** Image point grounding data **
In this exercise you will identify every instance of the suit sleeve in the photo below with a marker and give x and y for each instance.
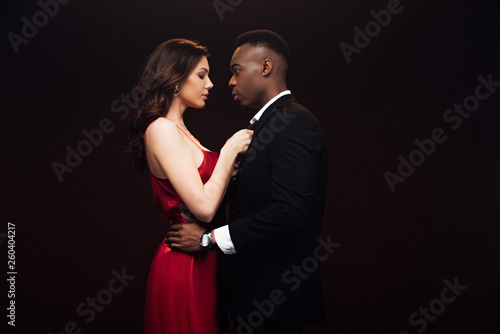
(294, 154)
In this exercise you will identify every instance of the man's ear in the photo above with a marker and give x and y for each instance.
(267, 66)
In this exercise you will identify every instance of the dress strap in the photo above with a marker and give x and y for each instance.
(189, 138)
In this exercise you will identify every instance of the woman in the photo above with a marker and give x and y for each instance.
(181, 290)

** Instructions to follow **
Without including any picture, set down every line above exactly as it stands.

** Response for this exercise **
In this exercise you will identify every instance of the suit sleeve in the photo below with a marker and give x and y for each instance.
(294, 154)
In this exercise you will identify every instance of the man's ear in the photo above with a marker and give x and y for each instance.
(267, 66)
In this exercise you will identify every instance of the dress strap in the photo above with a marker and give x and y for each instance.
(189, 138)
In this exercise you will identify every instance of the woman in the photo above with a marker and give x and y for each instance.
(181, 290)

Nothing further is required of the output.